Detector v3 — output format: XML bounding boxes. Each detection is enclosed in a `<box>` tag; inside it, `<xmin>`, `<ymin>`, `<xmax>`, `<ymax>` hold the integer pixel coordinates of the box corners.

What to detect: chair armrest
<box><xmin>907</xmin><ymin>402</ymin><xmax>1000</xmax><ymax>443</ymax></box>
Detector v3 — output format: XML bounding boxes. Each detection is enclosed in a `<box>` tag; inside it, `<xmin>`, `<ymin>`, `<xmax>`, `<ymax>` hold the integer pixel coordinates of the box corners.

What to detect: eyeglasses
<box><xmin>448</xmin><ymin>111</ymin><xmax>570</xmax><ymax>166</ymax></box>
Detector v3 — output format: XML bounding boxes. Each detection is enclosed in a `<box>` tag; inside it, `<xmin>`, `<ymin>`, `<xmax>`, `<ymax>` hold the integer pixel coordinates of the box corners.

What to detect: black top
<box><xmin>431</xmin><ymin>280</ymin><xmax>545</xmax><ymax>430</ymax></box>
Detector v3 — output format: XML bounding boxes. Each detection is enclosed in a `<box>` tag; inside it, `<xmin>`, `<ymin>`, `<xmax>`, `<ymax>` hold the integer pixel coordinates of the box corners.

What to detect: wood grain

──────────

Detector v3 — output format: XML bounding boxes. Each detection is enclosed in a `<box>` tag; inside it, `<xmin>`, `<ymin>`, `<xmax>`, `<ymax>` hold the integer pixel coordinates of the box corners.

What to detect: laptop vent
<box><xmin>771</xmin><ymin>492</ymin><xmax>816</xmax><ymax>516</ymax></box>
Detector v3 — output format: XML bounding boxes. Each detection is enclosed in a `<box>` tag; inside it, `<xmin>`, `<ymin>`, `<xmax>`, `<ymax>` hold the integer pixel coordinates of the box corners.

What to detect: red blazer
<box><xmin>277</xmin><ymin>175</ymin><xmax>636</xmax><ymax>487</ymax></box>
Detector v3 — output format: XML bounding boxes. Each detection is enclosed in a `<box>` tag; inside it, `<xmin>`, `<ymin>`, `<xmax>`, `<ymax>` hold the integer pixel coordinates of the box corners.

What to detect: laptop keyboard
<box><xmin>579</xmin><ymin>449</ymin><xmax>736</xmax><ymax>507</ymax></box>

──────────

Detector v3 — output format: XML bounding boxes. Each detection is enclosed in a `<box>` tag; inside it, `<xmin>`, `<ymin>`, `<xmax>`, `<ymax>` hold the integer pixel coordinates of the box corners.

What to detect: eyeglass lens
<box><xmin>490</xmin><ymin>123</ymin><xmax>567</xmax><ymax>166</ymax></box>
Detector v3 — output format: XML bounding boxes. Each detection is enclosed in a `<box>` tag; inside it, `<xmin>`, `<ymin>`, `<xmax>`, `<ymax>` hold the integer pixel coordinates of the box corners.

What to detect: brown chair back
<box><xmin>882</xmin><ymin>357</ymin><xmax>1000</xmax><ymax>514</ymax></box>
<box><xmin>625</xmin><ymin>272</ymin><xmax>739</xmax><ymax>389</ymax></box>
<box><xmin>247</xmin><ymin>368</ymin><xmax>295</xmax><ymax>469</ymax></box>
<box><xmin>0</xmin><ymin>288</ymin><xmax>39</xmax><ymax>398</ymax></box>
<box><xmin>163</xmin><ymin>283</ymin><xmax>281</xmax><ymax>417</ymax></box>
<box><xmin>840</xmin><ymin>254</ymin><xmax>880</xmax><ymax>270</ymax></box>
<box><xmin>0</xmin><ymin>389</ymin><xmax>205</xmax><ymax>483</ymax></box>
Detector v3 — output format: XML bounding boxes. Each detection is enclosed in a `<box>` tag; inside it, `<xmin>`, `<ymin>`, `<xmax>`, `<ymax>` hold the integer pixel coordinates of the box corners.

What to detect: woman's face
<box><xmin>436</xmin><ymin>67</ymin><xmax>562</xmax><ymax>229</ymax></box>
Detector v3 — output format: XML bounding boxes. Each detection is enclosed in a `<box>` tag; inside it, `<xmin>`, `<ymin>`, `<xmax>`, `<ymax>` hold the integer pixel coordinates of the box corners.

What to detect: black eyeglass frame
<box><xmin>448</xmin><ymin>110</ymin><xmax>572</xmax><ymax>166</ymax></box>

──────────

* TREŚĆ POLECENIA *
Pokaż każdy wiersz powyższych wpisów, w którym występuje słowo „What”. Wielkość liter ma znaczenie.

* OCZEKIWANY WYNIK *
What to detect: chair armrest
What to detect: eyeglasses
What to detect: black top
What to detect: wood grain
What to detect: laptop vent
What to detect: red blazer
What to detect: laptop keyboard
What to detect: eyeglass lens
What to detect: brown chair back
What to detect: woman's face
What to detect: black eyeglass frame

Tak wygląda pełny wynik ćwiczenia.